#### DATA ENTRIES
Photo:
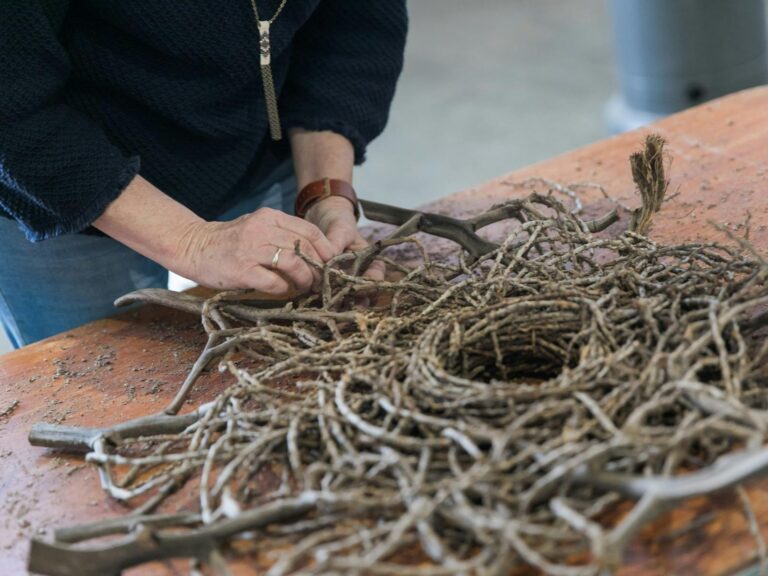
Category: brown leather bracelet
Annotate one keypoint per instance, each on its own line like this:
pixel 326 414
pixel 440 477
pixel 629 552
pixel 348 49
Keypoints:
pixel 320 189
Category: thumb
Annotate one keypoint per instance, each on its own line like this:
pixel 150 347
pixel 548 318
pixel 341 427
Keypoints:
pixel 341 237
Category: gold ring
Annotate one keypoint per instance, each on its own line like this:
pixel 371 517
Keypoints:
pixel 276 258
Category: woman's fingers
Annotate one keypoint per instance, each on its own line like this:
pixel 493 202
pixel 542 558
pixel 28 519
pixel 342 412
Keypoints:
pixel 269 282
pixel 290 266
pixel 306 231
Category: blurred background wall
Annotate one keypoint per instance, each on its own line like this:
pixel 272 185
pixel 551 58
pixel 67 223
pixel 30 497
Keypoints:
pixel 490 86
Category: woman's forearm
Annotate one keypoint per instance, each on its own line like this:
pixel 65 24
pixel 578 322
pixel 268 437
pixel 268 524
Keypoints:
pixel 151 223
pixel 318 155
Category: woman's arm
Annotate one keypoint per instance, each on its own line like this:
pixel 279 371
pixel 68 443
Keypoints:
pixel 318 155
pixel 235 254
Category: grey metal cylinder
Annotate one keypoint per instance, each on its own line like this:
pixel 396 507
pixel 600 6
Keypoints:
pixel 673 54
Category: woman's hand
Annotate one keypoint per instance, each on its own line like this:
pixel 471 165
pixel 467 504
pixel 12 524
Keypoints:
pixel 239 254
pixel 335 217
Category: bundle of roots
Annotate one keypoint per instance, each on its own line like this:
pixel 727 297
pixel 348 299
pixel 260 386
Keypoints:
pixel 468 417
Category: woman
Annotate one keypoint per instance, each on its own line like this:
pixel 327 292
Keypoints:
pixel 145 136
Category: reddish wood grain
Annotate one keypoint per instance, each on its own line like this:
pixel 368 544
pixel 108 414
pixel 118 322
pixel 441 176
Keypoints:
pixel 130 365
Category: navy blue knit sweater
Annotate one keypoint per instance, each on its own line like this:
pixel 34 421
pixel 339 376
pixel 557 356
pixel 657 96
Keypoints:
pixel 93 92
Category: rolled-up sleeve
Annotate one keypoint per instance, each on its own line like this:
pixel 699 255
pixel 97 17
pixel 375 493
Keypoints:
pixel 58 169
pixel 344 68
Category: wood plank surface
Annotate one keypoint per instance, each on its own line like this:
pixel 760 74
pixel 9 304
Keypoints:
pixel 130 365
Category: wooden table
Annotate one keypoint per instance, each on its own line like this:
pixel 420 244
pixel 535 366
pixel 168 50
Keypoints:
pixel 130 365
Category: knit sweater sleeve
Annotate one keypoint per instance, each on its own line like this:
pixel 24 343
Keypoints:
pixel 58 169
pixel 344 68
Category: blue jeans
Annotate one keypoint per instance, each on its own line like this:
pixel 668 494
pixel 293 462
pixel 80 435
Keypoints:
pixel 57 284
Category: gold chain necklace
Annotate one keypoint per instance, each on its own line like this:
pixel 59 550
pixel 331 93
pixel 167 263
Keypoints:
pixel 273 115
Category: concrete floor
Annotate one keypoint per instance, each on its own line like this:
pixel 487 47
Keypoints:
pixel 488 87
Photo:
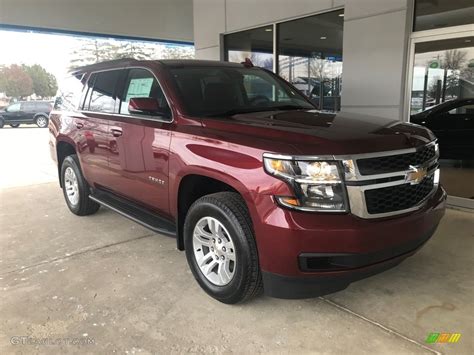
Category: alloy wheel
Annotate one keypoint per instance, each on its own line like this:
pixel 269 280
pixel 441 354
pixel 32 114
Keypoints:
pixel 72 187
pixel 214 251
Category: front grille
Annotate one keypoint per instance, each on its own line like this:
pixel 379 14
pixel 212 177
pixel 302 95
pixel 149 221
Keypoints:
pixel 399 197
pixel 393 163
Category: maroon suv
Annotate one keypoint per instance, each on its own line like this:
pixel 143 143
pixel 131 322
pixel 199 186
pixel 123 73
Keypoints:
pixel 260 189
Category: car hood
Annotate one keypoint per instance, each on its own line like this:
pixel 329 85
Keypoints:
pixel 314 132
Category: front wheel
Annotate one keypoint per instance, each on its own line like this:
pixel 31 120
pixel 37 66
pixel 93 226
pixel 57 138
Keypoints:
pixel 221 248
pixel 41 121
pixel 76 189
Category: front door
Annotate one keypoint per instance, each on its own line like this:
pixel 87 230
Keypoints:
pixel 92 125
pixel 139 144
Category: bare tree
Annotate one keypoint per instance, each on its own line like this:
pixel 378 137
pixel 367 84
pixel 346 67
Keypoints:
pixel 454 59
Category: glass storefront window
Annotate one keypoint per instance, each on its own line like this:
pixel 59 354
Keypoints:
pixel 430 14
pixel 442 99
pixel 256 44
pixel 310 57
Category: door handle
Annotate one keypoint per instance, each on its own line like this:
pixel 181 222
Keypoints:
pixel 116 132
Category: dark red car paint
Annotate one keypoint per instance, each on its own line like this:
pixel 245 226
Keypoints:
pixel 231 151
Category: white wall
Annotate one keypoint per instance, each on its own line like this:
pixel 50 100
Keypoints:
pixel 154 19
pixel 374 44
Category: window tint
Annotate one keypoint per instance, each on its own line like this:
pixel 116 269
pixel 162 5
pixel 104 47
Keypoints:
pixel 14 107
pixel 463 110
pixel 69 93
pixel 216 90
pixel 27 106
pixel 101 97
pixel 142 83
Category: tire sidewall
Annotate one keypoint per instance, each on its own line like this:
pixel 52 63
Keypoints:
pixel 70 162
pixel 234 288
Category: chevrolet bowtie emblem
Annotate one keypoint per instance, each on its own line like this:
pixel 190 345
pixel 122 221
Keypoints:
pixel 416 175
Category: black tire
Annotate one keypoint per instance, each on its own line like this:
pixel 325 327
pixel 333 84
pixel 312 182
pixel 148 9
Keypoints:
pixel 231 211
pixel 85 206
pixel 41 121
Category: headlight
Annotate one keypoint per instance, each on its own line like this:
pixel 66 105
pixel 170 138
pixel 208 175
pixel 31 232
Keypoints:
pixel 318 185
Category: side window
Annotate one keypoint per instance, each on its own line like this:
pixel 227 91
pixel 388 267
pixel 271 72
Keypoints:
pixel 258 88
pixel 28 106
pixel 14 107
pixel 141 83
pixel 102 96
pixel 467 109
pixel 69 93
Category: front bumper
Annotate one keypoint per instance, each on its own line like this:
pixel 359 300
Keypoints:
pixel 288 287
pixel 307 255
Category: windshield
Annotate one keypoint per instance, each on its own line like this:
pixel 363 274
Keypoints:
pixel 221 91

---

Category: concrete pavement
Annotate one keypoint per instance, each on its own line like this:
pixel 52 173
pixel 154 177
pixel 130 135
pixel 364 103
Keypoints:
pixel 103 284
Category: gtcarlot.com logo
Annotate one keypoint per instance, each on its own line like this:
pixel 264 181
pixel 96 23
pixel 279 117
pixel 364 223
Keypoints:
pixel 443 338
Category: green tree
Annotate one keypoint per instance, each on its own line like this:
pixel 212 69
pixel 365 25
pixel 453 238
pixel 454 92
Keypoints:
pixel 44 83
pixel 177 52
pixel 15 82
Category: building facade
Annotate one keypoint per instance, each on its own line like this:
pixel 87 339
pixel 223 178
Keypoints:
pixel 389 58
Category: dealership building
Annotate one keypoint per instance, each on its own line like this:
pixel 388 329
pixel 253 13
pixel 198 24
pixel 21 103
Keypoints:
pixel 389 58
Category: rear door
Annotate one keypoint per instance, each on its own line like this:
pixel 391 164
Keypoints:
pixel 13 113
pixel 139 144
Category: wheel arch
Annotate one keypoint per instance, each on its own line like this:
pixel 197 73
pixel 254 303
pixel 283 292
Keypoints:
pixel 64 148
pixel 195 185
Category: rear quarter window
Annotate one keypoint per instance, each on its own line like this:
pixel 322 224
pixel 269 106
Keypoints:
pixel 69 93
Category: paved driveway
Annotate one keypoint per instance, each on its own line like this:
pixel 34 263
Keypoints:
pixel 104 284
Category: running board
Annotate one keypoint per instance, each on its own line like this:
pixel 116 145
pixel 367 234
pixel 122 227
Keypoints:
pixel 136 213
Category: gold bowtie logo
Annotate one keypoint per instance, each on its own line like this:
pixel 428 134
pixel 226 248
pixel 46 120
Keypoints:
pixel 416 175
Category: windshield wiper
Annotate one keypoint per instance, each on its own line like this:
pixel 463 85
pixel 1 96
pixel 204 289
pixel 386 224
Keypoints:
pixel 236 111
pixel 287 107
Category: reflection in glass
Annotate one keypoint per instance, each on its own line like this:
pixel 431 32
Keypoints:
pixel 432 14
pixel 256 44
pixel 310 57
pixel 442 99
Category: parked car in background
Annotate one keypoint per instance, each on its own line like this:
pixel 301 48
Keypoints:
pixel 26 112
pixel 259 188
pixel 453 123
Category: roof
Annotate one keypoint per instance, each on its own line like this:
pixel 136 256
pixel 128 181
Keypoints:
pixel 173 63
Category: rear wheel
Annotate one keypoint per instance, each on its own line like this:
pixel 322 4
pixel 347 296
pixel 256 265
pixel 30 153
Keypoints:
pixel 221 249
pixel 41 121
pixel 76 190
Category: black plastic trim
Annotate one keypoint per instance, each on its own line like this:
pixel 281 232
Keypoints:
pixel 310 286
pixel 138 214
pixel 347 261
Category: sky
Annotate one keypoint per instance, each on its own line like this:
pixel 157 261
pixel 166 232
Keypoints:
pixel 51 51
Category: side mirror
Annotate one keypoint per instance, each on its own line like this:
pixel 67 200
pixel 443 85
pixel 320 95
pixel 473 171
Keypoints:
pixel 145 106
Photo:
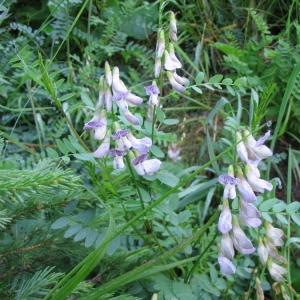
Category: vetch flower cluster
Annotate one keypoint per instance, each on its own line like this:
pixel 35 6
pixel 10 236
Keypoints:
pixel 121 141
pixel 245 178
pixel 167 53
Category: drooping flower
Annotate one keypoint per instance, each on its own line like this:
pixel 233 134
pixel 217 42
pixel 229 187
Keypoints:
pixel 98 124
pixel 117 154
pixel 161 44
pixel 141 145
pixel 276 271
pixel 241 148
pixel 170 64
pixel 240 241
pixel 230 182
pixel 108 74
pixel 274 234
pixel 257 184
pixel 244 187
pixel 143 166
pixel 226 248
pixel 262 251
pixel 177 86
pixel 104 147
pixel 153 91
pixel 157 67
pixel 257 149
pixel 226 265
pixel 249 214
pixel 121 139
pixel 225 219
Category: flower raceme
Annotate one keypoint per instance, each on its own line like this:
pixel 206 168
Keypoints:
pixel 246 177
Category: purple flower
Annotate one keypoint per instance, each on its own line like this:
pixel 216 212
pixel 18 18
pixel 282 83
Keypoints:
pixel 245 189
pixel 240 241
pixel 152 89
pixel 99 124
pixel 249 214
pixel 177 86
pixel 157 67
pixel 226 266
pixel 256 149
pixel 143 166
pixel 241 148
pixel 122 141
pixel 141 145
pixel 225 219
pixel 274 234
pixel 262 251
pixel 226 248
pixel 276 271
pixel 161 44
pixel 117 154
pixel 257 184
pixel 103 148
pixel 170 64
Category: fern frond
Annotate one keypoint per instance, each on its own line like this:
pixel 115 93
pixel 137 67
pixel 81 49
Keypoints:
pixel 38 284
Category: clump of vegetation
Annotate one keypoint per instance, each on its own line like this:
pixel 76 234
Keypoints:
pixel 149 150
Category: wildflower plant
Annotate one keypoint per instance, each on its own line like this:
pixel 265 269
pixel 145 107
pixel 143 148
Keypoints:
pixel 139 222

#### STATED GOAL
From the entries above, pull out each line containing the string "black". Case counts.

#### IN RESPONSE
Category: black tire
Category: black plastic trim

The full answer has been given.